Directions —
Rewrite the rows below with "spectator" changed to "onlooker" and everything else kept the same.

--- Start of Data for processing ---

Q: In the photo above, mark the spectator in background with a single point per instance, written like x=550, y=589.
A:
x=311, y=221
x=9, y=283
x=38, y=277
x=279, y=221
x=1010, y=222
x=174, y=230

--- End of Data for processing ---

Solution to this exercise —
Q: In the photo above, mark the onlooker in background with a single point per instance, written like x=550, y=589.
A:
x=311, y=221
x=9, y=283
x=38, y=277
x=279, y=221
x=1010, y=222
x=174, y=230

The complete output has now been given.